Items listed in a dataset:
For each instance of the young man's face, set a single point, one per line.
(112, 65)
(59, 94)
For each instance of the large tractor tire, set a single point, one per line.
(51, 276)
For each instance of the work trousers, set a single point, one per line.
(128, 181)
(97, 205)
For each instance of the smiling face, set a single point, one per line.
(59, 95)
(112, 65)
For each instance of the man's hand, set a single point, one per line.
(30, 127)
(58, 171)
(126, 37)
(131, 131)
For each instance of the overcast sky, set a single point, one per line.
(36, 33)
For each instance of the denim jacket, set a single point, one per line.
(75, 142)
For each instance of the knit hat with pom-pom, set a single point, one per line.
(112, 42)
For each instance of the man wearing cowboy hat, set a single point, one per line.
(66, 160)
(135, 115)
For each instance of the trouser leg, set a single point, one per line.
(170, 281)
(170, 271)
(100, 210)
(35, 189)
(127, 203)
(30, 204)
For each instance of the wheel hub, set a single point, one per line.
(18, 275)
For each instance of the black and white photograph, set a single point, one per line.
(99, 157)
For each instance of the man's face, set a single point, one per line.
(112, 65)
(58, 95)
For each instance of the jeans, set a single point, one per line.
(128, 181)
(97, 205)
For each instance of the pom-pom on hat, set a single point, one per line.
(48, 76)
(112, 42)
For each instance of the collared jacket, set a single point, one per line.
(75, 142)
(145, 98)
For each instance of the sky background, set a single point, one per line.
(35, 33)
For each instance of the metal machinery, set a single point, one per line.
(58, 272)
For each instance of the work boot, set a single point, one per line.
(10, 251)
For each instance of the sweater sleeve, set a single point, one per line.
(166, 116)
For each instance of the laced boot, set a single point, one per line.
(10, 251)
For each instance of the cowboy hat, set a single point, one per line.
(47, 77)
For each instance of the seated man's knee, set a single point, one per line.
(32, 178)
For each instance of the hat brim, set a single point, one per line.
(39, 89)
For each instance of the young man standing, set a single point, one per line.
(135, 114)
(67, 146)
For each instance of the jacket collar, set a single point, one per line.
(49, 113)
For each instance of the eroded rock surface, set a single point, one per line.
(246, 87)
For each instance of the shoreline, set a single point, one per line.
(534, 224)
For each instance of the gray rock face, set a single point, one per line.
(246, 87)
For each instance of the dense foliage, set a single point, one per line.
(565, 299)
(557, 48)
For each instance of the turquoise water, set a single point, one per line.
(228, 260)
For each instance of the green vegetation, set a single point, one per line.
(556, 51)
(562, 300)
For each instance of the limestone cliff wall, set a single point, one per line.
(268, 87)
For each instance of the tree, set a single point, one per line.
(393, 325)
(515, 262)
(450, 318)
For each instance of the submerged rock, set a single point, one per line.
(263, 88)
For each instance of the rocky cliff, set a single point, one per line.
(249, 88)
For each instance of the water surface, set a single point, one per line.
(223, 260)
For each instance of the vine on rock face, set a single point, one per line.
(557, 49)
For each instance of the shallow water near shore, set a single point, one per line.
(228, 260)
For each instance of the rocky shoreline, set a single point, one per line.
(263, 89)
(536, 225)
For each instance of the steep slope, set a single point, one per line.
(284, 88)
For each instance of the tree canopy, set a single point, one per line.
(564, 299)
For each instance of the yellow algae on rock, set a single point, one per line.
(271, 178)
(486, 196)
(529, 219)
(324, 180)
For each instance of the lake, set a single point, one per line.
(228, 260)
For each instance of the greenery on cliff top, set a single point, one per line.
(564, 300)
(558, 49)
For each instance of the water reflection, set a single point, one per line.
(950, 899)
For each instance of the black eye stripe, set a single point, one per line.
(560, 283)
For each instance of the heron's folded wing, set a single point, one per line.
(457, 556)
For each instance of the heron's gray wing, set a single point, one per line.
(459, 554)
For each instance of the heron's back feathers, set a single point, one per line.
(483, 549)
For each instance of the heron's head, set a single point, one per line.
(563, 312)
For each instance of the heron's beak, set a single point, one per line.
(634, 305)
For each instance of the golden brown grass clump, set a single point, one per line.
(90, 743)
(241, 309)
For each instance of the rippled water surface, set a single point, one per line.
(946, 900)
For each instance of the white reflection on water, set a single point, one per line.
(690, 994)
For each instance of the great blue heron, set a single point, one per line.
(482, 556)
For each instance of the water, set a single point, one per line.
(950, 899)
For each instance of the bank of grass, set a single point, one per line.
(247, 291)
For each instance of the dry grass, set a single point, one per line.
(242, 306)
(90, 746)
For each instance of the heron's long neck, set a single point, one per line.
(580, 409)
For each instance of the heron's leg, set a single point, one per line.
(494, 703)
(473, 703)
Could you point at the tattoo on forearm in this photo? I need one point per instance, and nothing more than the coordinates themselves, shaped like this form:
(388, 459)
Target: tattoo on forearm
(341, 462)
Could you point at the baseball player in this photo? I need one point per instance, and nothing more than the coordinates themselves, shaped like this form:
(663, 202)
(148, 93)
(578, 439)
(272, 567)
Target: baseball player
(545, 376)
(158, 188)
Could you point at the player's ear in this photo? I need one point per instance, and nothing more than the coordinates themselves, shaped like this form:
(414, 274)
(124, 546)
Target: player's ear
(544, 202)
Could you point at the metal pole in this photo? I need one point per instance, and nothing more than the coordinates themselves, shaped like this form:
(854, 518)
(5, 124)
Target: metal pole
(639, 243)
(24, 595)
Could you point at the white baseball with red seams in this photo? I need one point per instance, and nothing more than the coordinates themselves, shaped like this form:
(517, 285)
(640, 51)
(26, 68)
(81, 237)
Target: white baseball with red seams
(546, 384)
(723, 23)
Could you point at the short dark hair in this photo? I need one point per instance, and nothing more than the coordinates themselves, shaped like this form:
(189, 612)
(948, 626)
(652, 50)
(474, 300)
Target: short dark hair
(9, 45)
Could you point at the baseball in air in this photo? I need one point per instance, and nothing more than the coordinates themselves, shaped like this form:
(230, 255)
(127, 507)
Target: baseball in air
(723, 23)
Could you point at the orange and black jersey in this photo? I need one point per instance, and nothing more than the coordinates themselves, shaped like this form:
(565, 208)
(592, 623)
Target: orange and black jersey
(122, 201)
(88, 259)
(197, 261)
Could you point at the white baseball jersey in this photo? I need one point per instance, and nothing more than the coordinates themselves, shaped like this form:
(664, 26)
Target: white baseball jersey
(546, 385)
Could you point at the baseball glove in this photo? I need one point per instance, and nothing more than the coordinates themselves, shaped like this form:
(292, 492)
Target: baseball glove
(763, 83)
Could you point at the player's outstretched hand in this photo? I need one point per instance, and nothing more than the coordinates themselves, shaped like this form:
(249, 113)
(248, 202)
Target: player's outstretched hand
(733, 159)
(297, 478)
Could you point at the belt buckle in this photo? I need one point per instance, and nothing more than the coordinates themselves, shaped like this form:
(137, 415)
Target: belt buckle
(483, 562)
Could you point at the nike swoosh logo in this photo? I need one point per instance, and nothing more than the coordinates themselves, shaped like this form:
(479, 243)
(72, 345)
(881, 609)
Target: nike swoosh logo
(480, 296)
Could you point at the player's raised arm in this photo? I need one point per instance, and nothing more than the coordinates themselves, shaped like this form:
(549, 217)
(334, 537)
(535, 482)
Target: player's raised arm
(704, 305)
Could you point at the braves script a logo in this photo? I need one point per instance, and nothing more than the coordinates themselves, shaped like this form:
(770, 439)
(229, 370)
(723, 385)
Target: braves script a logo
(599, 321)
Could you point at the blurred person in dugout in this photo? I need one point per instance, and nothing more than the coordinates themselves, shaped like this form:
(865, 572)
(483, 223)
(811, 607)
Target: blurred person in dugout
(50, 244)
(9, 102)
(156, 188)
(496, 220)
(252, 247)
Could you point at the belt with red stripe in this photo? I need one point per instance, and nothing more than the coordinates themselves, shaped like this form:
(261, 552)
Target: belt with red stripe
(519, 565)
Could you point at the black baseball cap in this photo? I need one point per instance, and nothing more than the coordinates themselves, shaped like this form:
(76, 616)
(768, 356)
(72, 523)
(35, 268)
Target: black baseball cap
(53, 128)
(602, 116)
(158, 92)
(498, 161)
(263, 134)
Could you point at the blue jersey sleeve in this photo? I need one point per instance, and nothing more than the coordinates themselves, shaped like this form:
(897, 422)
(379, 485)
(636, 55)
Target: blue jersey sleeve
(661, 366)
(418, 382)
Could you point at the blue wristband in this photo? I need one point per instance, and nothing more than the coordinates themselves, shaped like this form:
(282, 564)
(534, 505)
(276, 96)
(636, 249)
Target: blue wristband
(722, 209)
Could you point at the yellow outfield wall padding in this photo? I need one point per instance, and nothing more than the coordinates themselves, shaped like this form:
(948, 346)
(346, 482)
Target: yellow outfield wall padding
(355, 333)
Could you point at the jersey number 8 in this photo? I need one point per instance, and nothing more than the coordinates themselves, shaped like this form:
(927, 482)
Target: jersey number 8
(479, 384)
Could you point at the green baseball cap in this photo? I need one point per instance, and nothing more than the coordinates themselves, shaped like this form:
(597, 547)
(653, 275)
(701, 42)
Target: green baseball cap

Work item: The result should consist solely of the lines from the one that contains "Target: yellow outfield wall padding" to the last line of the records above, reproduced exactly.

Task response:
Target: yellow outfield wall padding
(355, 333)
Could you point at the jersey number 8 in this photo? I need one point per instance, and nothing more than the coordinates themselves, shaped like this form:
(927, 482)
Target: jersey number 8
(479, 384)
Could you point at the green baseball cap in this photo? I need one point per instance, and nothing more than the coordinates themselves, shaped like this form:
(597, 547)
(653, 275)
(701, 42)
Target: green baseball cap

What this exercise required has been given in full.